A run of records:
^^^^^^^^

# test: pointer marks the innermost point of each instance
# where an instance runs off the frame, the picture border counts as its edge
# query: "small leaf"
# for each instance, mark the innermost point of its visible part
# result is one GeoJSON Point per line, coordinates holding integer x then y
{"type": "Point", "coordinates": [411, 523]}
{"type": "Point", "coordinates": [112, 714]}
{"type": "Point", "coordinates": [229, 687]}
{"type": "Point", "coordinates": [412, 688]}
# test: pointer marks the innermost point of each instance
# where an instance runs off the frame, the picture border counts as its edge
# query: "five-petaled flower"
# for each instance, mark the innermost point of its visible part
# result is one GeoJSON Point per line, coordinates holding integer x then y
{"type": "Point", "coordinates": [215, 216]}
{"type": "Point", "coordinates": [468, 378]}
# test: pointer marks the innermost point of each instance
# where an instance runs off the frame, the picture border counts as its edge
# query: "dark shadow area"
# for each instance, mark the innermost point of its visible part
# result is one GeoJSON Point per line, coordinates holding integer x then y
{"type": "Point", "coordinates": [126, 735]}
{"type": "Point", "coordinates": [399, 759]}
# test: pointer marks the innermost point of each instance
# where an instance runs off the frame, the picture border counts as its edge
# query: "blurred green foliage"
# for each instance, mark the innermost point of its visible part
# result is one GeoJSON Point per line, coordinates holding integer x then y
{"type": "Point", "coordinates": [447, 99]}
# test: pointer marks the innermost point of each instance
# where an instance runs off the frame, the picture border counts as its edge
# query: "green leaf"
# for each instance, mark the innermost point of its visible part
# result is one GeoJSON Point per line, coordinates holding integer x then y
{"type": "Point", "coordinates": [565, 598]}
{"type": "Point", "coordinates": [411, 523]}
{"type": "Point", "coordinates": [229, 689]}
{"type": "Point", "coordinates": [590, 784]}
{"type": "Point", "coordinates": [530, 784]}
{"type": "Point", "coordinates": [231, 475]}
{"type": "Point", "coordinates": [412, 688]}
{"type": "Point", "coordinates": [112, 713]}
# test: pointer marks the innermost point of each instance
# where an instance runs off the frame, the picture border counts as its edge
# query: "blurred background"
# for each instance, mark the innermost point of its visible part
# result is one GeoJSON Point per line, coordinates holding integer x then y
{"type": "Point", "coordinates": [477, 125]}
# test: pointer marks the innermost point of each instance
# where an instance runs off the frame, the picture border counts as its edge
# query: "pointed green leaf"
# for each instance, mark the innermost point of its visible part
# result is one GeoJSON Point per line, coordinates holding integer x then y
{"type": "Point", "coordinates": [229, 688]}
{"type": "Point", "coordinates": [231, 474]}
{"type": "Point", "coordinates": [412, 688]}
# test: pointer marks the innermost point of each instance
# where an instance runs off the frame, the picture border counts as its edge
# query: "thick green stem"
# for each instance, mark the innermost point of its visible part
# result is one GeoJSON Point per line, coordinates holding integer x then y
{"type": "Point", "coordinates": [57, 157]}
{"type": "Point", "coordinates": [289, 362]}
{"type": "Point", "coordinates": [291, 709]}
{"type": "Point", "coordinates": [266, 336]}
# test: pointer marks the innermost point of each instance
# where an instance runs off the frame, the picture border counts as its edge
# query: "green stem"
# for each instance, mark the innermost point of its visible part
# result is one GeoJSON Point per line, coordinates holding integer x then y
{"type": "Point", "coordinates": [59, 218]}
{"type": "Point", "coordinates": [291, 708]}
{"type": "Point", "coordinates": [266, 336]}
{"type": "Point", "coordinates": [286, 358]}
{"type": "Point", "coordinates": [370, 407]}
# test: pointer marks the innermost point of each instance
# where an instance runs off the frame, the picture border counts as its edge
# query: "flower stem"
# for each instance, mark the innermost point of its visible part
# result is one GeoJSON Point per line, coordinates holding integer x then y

^^^^^^^^

Each line above is to be repeated exactly.

Answer to the task ▸
# test: pointer marks the innermost point of each instance
# where an instance runs off the frame, the picture border counts as its edge
# query: "small leaf"
# for each instance, mark the innermost point of its visible part
# result is one GeoJSON Point per line, coordinates holding integer x then y
{"type": "Point", "coordinates": [411, 523]}
{"type": "Point", "coordinates": [112, 714]}
{"type": "Point", "coordinates": [229, 687]}
{"type": "Point", "coordinates": [412, 688]}
# test: pointer marks the innermost point of each instance
# where an instance runs off the frame, the picture border counts as its edge
# query: "five-petaled flower"
# for each instance, mark the innermost point of its visible part
# result is one GeoJSON Point per line, coordinates holding integer x then y
{"type": "Point", "coordinates": [215, 216]}
{"type": "Point", "coordinates": [468, 378]}
# test: pointer marks the innermost point of each instance
# where an instance runs off the frame, the picture border counts as its edge
# query: "dark shadow area"
# for each instance, mark the innermost point of its visible part
# result is one GeoJSON Point per line, coordinates holding integer x then y
{"type": "Point", "coordinates": [126, 735]}
{"type": "Point", "coordinates": [399, 759]}
# test: pointer marks the innermost point of each instance
# where an instance runs off the frame, the picture border counts as its edge
# query: "blurred green foliage"
# for each instance, mark the innermost point of its visible part
# result is one GeoJSON Point per line, coordinates holding integer x then y
{"type": "Point", "coordinates": [447, 99]}
# test: pointer marks the innermost point of each instance
# where an instance runs off the frame, the picture border counts as its edge
# query: "green leaf"
# for each instance, mark the innermost point of its visible part
# result is one GeoJSON Point per line, coordinates holding integer x then y
{"type": "Point", "coordinates": [565, 598]}
{"type": "Point", "coordinates": [411, 523]}
{"type": "Point", "coordinates": [229, 689]}
{"type": "Point", "coordinates": [590, 784]}
{"type": "Point", "coordinates": [530, 784]}
{"type": "Point", "coordinates": [231, 475]}
{"type": "Point", "coordinates": [412, 688]}
{"type": "Point", "coordinates": [112, 713]}
# test: pointer marks the innermost point of each instance
# where an instance runs off the frame, the picture border counts as its edge
# query: "blurred background"
# for each instance, mark the innermost point of its visible part
# result is one GeoJSON Point per line, coordinates holding integer x then y
{"type": "Point", "coordinates": [477, 125]}
# test: pointer marks the innermost point of each instance
# where an instance runs off the frame, the picture border counts as its edge
# query: "pointed green leaf"
# for each instance, mark the innermost point of its visible part
# result is one GeoJSON Point per line, coordinates holding integer x then y
{"type": "Point", "coordinates": [229, 688]}
{"type": "Point", "coordinates": [231, 474]}
{"type": "Point", "coordinates": [412, 688]}
# test: pointer marks the innermost point of each instance
# where an instance runs off the frame, the picture border counts as its edge
# query: "thick green stem"
# for each instance, mark the innermost point of its visible part
# result is one GeoJSON Point per line, coordinates holding integer x then y
{"type": "Point", "coordinates": [57, 157]}
{"type": "Point", "coordinates": [289, 362]}
{"type": "Point", "coordinates": [291, 709]}
{"type": "Point", "coordinates": [266, 336]}
# test: pointer marks the innermost point of each instance
# where an instance runs off the frame, the picture border counts as its edge
# query: "green stem"
# for each instance, mark the innermost point of its visible part
# result is one GeoJSON Point per line, coordinates holding integer x then y
{"type": "Point", "coordinates": [59, 218]}
{"type": "Point", "coordinates": [291, 708]}
{"type": "Point", "coordinates": [266, 336]}
{"type": "Point", "coordinates": [286, 358]}
{"type": "Point", "coordinates": [370, 407]}
# test: pointer marks the innermost point of each instance
# where an instance runs off the frame, the picture border counts as its edge
# query: "flower stem"
# for each instance, mark the innermost point of its visible part
# result is one GeoJSON Point per line, coordinates holding integer x then y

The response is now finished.